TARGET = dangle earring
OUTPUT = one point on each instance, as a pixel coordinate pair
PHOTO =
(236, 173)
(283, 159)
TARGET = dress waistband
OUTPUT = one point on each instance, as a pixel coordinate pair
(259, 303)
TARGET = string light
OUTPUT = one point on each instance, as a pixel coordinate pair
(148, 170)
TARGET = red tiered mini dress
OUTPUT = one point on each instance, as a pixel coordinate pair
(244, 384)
==
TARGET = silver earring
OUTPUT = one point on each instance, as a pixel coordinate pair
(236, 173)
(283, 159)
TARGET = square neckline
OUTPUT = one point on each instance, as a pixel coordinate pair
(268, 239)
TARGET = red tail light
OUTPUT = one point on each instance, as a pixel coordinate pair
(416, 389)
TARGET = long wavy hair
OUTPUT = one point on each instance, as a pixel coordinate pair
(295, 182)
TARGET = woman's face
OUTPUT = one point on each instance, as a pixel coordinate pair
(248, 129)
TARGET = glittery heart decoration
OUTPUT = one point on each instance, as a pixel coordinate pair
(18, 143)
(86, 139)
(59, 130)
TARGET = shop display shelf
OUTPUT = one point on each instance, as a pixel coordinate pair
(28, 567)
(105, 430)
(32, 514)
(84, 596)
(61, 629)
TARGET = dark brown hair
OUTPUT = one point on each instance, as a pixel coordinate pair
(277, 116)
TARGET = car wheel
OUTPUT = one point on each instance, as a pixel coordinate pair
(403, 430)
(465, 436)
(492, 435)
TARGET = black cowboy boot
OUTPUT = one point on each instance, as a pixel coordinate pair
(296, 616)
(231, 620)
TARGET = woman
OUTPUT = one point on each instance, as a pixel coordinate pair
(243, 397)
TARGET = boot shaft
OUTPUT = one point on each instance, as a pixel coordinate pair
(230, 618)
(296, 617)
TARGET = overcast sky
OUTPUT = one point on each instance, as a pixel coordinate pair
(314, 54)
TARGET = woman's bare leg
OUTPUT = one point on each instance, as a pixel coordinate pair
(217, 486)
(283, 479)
--
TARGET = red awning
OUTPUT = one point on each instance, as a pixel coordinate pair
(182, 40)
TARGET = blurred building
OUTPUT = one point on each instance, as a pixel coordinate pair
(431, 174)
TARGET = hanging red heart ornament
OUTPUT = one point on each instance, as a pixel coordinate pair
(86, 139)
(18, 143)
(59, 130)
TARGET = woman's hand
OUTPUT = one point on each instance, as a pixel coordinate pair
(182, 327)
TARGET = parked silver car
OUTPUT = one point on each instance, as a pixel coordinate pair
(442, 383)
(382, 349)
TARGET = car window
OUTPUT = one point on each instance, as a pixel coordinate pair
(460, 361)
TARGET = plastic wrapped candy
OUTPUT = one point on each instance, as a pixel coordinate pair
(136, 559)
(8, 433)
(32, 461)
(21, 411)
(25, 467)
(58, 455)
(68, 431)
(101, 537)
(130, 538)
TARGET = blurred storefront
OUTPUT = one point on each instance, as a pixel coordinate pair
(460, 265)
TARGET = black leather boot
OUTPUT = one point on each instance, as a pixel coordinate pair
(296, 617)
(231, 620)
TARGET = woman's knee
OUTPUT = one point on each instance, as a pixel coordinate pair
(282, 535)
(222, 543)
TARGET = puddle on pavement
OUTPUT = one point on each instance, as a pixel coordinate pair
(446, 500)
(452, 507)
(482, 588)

**Required action**
Take each line from the preceding material that contains "dress" and copy it.

**Exercise solution**
TARGET = dress waistband
TARGET = red tiered mini dress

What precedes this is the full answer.